Gather every line in the rows below that contains the word "baroque", and copy each of those lines out in full.

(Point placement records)
-- BEGIN --

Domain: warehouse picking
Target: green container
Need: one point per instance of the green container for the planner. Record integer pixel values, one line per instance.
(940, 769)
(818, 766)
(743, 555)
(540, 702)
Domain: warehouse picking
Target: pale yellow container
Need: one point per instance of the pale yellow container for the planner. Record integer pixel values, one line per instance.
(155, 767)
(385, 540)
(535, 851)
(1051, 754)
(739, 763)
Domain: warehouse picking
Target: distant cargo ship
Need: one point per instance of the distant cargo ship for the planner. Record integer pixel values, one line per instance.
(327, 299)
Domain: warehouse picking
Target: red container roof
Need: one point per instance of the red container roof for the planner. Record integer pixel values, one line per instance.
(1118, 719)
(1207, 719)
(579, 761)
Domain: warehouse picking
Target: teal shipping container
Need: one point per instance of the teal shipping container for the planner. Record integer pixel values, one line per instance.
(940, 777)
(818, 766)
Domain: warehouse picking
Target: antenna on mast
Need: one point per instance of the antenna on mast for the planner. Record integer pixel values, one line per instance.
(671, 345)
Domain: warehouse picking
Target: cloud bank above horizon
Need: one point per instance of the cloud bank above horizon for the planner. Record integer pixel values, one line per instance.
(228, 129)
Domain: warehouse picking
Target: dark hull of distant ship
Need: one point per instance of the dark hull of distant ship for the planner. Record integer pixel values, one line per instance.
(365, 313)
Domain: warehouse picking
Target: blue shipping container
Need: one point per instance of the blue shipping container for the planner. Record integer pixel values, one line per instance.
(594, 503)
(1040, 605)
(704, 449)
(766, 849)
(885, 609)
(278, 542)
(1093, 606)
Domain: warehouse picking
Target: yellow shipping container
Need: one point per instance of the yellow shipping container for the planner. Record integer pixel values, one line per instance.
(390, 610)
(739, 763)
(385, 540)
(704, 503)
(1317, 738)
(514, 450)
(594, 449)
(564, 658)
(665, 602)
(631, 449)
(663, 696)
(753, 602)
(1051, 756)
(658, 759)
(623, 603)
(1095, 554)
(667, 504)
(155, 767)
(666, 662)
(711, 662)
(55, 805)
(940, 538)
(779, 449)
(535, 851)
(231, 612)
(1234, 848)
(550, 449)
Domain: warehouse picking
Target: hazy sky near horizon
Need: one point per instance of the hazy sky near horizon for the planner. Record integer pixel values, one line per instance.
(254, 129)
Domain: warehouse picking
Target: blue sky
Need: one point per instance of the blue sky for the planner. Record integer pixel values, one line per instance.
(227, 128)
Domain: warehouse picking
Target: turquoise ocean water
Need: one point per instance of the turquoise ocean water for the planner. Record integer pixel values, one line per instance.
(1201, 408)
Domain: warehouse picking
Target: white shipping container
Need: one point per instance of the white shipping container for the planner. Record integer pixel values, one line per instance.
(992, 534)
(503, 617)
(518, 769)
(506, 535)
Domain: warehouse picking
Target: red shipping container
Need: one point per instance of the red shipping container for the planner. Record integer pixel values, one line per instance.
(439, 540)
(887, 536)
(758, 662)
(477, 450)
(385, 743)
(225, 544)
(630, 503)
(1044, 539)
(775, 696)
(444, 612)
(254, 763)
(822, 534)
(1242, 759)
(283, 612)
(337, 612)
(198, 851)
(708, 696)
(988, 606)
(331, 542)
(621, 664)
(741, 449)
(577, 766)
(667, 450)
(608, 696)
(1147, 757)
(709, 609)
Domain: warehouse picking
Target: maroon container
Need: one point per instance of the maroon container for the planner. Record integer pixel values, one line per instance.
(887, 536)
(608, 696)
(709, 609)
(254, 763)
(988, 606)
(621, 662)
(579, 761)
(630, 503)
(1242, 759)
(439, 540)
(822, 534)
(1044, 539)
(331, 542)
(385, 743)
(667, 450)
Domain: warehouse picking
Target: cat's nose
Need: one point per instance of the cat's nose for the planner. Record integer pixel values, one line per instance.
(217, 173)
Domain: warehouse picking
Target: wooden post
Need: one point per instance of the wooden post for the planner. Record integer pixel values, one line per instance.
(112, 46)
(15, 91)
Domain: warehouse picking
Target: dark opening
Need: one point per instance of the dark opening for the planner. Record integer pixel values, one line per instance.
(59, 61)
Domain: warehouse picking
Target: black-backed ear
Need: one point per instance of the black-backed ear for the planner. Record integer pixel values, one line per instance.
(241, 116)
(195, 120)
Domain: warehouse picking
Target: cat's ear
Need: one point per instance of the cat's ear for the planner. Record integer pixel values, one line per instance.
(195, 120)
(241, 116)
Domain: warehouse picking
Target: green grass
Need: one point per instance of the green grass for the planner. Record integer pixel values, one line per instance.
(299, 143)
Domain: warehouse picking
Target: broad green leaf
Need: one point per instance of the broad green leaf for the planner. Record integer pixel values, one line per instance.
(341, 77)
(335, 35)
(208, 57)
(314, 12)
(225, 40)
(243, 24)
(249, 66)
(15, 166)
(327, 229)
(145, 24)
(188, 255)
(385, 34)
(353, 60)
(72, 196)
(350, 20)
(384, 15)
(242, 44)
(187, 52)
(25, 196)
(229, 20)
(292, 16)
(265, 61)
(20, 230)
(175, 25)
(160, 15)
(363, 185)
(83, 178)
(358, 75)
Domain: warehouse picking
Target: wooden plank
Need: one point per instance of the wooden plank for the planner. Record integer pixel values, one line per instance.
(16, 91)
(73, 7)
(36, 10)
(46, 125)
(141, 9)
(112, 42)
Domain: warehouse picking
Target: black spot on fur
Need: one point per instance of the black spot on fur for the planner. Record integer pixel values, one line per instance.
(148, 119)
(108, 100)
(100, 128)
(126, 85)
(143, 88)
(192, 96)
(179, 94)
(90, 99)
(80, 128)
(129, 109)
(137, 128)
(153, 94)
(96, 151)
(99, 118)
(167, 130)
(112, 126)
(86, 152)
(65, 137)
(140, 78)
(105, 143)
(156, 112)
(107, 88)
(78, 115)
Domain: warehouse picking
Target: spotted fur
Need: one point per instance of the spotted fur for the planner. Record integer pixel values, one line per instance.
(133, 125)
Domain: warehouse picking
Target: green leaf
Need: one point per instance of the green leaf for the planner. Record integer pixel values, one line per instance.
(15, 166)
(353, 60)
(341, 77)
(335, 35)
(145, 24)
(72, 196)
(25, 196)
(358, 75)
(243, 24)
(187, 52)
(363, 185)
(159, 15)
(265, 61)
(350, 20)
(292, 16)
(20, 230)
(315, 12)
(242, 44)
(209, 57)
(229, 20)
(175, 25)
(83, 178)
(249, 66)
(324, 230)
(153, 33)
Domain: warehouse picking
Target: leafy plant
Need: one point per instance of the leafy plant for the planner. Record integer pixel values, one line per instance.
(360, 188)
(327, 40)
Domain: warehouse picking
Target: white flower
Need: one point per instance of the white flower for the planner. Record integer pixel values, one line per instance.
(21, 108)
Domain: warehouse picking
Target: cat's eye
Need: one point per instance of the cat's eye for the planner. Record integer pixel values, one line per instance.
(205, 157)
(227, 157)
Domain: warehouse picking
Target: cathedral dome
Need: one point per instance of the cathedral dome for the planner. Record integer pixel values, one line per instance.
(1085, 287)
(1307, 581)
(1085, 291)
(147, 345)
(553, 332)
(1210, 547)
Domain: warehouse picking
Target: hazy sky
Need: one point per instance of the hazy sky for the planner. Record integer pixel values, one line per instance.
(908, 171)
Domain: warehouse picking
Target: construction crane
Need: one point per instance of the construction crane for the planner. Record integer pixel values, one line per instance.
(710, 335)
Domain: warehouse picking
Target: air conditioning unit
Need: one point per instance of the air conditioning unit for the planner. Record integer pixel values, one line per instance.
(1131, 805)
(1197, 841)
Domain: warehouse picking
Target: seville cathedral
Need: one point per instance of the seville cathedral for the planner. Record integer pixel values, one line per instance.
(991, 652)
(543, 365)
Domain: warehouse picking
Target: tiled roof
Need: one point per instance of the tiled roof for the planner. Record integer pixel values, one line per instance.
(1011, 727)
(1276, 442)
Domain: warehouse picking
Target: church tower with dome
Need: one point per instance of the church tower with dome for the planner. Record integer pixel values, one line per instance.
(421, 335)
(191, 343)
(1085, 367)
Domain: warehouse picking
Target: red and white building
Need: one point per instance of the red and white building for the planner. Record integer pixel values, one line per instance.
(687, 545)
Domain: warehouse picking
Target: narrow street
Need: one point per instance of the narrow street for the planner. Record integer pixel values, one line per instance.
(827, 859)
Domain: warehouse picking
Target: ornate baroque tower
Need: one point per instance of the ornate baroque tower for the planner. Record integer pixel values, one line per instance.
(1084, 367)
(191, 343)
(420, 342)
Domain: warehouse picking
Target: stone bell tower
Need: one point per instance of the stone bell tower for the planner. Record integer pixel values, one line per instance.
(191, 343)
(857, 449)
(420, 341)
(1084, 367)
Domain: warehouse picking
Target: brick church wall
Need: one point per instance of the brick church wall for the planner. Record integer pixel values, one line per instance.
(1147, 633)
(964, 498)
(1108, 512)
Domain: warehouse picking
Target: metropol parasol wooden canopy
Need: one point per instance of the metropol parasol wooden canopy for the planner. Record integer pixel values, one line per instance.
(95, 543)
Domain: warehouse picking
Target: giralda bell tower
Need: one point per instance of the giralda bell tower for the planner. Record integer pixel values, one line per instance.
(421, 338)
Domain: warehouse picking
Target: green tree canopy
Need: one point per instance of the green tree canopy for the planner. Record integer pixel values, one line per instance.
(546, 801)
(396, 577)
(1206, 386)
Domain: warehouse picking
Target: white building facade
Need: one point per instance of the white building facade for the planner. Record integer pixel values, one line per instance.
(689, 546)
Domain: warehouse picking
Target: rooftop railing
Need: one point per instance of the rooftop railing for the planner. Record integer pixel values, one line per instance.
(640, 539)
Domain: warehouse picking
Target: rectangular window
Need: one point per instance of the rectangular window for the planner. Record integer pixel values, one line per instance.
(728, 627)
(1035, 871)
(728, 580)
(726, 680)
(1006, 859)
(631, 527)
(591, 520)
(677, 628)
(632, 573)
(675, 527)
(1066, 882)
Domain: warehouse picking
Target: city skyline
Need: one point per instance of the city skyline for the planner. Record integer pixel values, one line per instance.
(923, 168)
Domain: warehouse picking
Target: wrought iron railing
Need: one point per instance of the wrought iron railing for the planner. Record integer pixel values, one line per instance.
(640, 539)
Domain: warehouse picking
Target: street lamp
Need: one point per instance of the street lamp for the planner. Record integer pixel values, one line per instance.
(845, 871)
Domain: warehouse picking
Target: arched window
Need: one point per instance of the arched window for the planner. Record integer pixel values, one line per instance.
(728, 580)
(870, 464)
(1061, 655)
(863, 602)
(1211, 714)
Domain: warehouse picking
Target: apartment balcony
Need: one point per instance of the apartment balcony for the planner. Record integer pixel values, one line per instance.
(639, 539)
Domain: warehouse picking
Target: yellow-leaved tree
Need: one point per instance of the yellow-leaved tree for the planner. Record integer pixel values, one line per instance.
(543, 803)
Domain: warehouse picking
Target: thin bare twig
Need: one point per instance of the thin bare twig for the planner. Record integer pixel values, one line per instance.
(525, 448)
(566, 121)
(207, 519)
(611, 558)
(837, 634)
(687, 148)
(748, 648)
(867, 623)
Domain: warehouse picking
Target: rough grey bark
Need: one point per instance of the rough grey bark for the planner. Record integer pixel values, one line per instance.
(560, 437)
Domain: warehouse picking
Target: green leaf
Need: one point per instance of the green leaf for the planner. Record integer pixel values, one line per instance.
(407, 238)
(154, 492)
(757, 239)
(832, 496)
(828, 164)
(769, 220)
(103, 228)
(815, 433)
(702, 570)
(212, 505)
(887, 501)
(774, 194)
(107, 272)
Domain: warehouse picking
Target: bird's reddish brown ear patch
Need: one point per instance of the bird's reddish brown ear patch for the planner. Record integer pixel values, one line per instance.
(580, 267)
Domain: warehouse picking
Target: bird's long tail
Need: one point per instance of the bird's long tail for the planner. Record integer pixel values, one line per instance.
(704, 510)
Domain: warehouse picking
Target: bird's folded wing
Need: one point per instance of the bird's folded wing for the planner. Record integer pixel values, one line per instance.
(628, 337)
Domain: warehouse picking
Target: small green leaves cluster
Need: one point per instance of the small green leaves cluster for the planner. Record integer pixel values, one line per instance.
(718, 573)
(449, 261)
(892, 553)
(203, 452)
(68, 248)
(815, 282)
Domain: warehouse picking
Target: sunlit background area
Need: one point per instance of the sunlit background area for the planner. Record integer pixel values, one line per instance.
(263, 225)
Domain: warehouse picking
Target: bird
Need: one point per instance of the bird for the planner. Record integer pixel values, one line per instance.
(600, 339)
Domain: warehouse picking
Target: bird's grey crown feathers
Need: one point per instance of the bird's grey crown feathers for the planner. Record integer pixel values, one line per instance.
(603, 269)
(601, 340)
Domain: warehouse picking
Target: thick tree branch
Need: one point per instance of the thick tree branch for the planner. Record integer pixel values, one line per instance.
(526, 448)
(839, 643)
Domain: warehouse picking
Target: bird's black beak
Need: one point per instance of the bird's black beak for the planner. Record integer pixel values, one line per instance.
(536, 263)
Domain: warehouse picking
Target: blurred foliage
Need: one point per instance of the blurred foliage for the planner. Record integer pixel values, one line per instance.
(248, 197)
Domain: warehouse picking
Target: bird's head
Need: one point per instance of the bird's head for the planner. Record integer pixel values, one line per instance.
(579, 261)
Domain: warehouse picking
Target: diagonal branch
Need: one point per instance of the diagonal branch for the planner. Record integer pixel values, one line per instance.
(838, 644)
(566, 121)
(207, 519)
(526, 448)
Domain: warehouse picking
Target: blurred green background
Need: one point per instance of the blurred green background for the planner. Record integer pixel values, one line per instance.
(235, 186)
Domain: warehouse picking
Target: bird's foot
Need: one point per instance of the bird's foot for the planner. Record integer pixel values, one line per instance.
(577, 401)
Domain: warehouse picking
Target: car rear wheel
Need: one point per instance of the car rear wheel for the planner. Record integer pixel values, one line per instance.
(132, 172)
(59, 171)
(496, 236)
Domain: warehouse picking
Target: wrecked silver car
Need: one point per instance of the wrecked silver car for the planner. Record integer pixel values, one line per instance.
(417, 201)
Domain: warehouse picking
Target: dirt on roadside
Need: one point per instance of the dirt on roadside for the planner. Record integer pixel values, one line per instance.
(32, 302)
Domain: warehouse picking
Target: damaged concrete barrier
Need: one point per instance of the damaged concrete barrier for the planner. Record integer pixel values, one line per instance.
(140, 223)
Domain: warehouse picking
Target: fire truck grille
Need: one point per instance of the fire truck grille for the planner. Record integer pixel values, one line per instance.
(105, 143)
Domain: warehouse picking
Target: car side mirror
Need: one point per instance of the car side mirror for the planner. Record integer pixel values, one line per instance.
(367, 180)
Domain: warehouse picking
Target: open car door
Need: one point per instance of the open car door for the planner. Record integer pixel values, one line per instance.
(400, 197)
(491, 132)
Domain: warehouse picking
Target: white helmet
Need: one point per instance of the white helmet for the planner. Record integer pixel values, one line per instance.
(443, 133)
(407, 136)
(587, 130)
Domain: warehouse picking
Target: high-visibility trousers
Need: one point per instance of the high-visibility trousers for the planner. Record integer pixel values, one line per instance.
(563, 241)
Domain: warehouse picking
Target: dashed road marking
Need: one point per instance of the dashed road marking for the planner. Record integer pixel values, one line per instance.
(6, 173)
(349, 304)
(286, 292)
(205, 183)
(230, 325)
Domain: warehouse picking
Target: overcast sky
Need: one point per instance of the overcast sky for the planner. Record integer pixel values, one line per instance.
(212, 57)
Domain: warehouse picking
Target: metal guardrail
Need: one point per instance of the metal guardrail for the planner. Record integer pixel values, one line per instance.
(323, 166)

-- END --

CORRECT ANSWER »
Target: ornate baroque tower
Need: one point per instance of the ornate baroque tower for the planner. Record integer pixel values, one line per instance.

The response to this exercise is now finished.